Read the data and repeat it in full, exactly.

### Data for this task
/---

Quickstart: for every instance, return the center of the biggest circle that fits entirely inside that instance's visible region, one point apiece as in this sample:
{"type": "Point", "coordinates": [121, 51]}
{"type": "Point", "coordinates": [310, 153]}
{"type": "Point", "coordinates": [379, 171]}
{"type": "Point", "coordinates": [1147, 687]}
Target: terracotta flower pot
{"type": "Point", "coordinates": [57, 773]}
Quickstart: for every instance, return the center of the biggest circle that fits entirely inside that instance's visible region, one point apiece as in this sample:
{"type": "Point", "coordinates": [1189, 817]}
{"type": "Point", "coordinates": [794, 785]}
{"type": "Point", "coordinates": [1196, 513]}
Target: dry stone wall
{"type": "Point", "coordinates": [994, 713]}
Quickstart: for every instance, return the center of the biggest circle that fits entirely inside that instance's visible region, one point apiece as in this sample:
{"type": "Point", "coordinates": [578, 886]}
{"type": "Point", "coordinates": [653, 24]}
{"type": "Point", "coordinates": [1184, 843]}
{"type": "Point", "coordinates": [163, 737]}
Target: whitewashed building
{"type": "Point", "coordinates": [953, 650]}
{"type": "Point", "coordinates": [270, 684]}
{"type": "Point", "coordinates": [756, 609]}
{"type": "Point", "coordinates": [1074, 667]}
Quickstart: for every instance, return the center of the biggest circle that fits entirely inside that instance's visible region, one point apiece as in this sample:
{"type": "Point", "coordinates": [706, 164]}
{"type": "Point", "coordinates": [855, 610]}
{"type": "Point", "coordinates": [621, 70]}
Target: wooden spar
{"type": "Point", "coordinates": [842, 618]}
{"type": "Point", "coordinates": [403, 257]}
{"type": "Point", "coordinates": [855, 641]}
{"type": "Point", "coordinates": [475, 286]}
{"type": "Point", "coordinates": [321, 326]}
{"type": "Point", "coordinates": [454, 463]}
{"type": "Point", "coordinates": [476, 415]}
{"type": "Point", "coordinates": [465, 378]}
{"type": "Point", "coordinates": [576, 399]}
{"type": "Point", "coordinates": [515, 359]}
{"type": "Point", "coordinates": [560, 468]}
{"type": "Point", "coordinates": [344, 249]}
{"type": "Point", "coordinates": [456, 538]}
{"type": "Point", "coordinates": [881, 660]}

\---

### Task result
Quickstart: for every instance, return the center of the biggest circle that fits entirely inside that instance's visible region, one point apiece as in this sample:
{"type": "Point", "coordinates": [121, 51]}
{"type": "Point", "coordinates": [310, 153]}
{"type": "Point", "coordinates": [379, 171]}
{"type": "Point", "coordinates": [1147, 687]}
Target: terracotta flower pot
{"type": "Point", "coordinates": [57, 773]}
Quickstart: for every instance, return the center of the biggest circle that fits entirely inside that instance's visible region, one point apiece as in this sample:
{"type": "Point", "coordinates": [1189, 817]}
{"type": "Point", "coordinates": [794, 785]}
{"type": "Point", "coordinates": [1196, 513]}
Target: dry stone wall
{"type": "Point", "coordinates": [994, 713]}
Quickstart: for every instance, return the center of the biggest circle that fits entirely inside that instance's visible region, one point apiece as in this sample:
{"type": "Point", "coordinates": [578, 886]}
{"type": "Point", "coordinates": [653, 24]}
{"type": "Point", "coordinates": [1184, 843]}
{"type": "Point", "coordinates": [163, 737]}
Target: whitewashed building
{"type": "Point", "coordinates": [953, 650]}
{"type": "Point", "coordinates": [270, 684]}
{"type": "Point", "coordinates": [756, 609]}
{"type": "Point", "coordinates": [1074, 667]}
Quickstart: for every instance, return the center of the biggest circle that fits entirely inside that instance's visible region, one point apiece as in this sample:
{"type": "Point", "coordinates": [706, 164]}
{"type": "Point", "coordinates": [855, 610]}
{"type": "Point", "coordinates": [621, 70]}
Target: wooden spar
{"type": "Point", "coordinates": [842, 618]}
{"type": "Point", "coordinates": [403, 257]}
{"type": "Point", "coordinates": [855, 641]}
{"type": "Point", "coordinates": [475, 286]}
{"type": "Point", "coordinates": [321, 326]}
{"type": "Point", "coordinates": [454, 463]}
{"type": "Point", "coordinates": [476, 415]}
{"type": "Point", "coordinates": [465, 378]}
{"type": "Point", "coordinates": [576, 399]}
{"type": "Point", "coordinates": [515, 359]}
{"type": "Point", "coordinates": [560, 468]}
{"type": "Point", "coordinates": [344, 249]}
{"type": "Point", "coordinates": [456, 538]}
{"type": "Point", "coordinates": [881, 660]}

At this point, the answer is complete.